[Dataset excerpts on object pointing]
★ ★ ★ ★ ★
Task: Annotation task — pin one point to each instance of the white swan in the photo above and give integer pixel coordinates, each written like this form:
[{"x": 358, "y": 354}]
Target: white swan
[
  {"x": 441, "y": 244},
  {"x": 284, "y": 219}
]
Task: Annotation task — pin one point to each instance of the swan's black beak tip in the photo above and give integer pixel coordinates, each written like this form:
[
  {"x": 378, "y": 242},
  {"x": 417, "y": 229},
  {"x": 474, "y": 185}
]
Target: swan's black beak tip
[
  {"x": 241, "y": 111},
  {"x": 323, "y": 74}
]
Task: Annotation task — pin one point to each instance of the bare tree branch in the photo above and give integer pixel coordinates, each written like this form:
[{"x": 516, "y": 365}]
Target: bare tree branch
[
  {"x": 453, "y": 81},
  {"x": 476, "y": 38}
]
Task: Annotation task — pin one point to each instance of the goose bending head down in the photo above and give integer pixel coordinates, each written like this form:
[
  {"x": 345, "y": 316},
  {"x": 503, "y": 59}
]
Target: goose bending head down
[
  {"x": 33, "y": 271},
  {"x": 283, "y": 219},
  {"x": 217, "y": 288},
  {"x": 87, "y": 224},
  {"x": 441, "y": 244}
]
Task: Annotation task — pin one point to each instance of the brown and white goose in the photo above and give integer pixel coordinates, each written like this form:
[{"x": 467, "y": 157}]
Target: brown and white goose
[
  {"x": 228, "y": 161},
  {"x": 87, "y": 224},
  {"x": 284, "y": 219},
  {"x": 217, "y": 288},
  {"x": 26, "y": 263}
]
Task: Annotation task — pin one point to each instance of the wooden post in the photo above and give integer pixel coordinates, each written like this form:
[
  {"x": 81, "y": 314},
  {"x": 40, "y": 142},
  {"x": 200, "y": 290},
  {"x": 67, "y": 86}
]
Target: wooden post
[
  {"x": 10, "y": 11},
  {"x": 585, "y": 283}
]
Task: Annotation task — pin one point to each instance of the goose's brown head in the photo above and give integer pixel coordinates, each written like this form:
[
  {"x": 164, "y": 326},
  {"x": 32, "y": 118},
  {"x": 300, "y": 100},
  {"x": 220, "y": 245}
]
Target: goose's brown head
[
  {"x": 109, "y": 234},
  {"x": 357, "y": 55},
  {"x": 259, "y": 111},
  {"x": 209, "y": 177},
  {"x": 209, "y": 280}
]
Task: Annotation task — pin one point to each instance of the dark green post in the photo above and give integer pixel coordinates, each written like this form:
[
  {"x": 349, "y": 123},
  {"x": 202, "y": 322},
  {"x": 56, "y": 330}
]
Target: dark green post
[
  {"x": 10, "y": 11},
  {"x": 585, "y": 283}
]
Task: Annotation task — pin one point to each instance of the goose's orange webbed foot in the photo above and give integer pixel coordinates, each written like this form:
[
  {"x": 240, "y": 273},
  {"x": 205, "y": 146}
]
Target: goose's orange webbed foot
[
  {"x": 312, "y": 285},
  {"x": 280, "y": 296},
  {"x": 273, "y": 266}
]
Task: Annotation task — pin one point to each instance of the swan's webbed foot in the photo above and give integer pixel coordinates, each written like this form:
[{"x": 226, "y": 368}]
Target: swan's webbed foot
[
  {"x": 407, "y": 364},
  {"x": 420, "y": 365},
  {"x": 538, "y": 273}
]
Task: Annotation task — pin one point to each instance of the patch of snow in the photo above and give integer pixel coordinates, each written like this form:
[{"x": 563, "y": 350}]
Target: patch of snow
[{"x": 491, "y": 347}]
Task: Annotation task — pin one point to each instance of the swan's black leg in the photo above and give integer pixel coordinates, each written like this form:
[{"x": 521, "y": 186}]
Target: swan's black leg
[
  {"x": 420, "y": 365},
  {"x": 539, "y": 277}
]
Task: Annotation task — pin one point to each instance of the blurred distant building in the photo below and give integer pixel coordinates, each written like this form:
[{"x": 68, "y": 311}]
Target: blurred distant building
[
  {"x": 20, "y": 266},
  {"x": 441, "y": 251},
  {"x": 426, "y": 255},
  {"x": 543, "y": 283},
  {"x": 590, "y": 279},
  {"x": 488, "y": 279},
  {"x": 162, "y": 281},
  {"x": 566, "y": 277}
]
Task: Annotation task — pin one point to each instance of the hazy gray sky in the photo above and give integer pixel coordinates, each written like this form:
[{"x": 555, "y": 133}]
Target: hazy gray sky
★ ★ ★ ★ ★
Brief
In everything from the line containing "black leg in" down to the end of the entries, switch "Annotation task" to "Labeling task" and leave all else unchanged.

Solution to this exercise
Task: Labeling task — pin one point to each instance of the swan's black leg in the photo above and give integer pixel coordinates, each written like this form:
[{"x": 521, "y": 186}]
Target: swan's black leg
[
  {"x": 420, "y": 365},
  {"x": 539, "y": 277}
]
Task: Labeling task — pin one point to each instance of the blurred distant building in the photo below and give integer pixel coordinates, each written like this form:
[{"x": 68, "y": 311}]
Target: blurred distant building
[
  {"x": 20, "y": 266},
  {"x": 441, "y": 251},
  {"x": 426, "y": 255},
  {"x": 543, "y": 283},
  {"x": 590, "y": 279},
  {"x": 488, "y": 279},
  {"x": 162, "y": 281},
  {"x": 566, "y": 277}
]
Task: Labeling task — pin one point to each instance of the hazy gray sky in the photo above and give integer pixel coordinates, each written like this form:
[{"x": 555, "y": 133}]
Target: hazy gray sky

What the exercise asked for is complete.